* [Exercise description]
Every line in the listing is to be echoed verbatim.

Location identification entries
━━━━━━━━━━

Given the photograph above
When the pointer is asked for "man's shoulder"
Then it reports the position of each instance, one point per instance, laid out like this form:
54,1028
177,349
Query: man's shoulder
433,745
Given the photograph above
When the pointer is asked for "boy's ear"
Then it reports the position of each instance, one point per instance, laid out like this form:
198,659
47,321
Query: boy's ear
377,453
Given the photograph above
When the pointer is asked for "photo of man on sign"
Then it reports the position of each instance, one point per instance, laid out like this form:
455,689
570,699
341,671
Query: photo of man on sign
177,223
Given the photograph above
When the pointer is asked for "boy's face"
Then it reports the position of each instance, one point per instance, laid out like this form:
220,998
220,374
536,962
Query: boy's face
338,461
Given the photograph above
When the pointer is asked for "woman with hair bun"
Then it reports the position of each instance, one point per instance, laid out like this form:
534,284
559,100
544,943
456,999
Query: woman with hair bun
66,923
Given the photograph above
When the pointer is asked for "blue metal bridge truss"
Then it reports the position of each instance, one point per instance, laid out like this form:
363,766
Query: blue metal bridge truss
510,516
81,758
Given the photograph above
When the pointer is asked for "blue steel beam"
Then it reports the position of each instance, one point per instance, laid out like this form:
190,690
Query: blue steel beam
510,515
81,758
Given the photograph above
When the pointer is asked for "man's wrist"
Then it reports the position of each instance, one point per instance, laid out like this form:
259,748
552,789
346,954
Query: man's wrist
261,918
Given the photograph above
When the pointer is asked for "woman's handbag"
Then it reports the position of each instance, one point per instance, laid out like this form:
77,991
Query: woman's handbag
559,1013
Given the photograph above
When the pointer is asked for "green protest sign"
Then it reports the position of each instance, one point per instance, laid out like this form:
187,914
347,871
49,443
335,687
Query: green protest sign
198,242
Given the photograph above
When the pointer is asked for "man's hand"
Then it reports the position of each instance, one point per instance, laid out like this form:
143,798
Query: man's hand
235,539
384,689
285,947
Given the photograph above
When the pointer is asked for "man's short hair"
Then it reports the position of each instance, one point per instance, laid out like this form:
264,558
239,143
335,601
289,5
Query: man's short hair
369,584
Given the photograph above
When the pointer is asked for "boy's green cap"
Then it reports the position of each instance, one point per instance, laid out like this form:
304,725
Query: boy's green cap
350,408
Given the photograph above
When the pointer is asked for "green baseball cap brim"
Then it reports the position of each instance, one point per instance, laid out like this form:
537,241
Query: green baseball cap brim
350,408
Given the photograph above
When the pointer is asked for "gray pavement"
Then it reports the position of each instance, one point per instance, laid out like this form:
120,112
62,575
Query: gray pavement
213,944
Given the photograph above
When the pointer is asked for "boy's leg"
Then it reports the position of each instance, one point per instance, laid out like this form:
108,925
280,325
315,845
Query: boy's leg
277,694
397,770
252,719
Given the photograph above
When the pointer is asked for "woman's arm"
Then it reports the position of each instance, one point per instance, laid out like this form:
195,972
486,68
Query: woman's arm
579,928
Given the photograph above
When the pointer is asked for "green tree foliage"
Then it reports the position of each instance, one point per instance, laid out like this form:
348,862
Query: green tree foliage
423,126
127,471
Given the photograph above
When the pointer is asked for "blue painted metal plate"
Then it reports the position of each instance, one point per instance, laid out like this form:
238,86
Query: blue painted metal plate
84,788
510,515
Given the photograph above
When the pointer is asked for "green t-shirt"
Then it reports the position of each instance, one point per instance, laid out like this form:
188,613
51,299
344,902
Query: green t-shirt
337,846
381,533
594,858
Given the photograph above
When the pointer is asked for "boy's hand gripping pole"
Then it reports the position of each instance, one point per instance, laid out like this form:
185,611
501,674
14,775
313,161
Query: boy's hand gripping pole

━━━━━━━━━━

* [Task solution]
Given the photograph above
When the pointer is asked for "man's shoulder"
Then it reports the position of each instance, one point per instance, laid out like this form:
54,1028
177,349
Query: man's shoulder
433,745
Given the photograph above
When the pointer is asked for "boy's ear"
Then it reports the position of each instance, one point per instance, laid out like this form:
198,659
47,321
Query: boy's ear
377,453
Given the photograph above
When the pointer is asked for "photo of man on sign"
Then it reports the position of each instance, one point per instance, laid out like this form:
455,689
570,699
341,671
Query: photo of man on sign
177,223
Given the photograph above
When the pointer is asked for "boy's face"
Then it reports the position of each instance, one point per instance, laid out like this form:
220,998
220,374
536,962
Query: boy's face
338,461
Given the photograph above
When the pointer is asked for "woman with hair bun"
Then it reports the position of each instance, one point per instance, laid out like this form:
534,284
559,100
544,943
456,999
Query: woman with hair bun
66,923
Given the photograph above
When the pointer is asked for "blue metal bridge truss"
Then it reports the position of each instance, one point per instance, laid out like this form:
363,766
Query: blue metal bridge truss
510,516
81,758
Given the photograph above
When the pointer is asked for "blue steel beam"
Then it reports the position of each instance, one point per instance, laid out like this form:
190,690
Query: blue steel beam
510,515
81,758
Given the photograph above
When the pointer is asked for "man's wrist"
Then it reports the position of each instance, one point per instance, laid out like this form:
259,748
552,789
346,954
Query: man's wrist
261,918
Given the photograph above
When the pointer is asked for "woman's handbag"
Then it reports the position of each instance, one point per instance, laid out like this form:
77,991
Query: woman's handbag
559,1013
Given the photograph above
When the pointer is asked for "green protest sign"
Then it reports the position of each instance, one point per instance, laid out like this form:
187,914
347,871
49,443
335,687
Query: green protest sign
198,242
Given the photograph above
When the pointer is asked for "man's hand"
Then it reports the position of each instance, one point per instance, laid out like this form:
143,798
Query: man's hand
235,539
384,689
285,947
Given the photograph above
When the pointer is asked for "man's short hair"
Then it reports the position of each instance, one point per instance, laid out like this form:
264,558
239,143
335,601
289,5
Query: man's short hair
369,584
Given the photograph above
When the pointer is asked for "boy's green cap"
Then it reports the position of each instance, one point per instance, laid out like this form:
304,725
Query: boy's green cap
350,408
Given the photograph above
When the pointer is asked for "green baseball cap brim"
Then it reports the position of each instance, one point per instance, laid out like this form:
537,241
Query: green baseball cap brim
350,408
Given the photograph above
When the pointer is asked for "gray pavement"
Then it reports the position of each instance, one point per instance, laid out like this form:
120,112
62,575
Query: gray pavement
213,944
Given the photograph above
When the pointer is asked for "boy's leg"
Then it reports the position of each instance, one point per instance, laid out like this form:
108,925
280,325
315,845
Query: boy's leg
277,694
397,770
252,719
Given the photograph above
When the pointer is asked for "woman's arm"
Then it reports the position of each instance, one point per instance, laid out like this form:
195,972
486,68
Query: woman's arm
579,928
Given the photograph above
When the pointer is asked for "green tree foliage"
Then it reports the position of each instance, one point per instance, laid out like this form:
348,862
Query: green tree foliage
423,126
127,471
Given the photograph above
When the pointer is asked for "blue painted metal plate"
Then it reports the position of each instance, one point per instance, laid out like this form:
238,86
Query: blue painted metal plate
84,788
510,515
Given the photograph above
When the pointer is asked for "green t-shirt"
Then it reports the position of each instance, one point per instance, laid out like this form:
188,613
51,299
344,902
Query: green t-shirt
337,846
381,533
594,858
Given the photograph above
When the pointer is asked for "boy's hand gripping pole"
Then it reports the position of each instance, one point per instance, laid out like this form:
185,611
501,674
14,775
313,161
Query: boy's hand gripping pole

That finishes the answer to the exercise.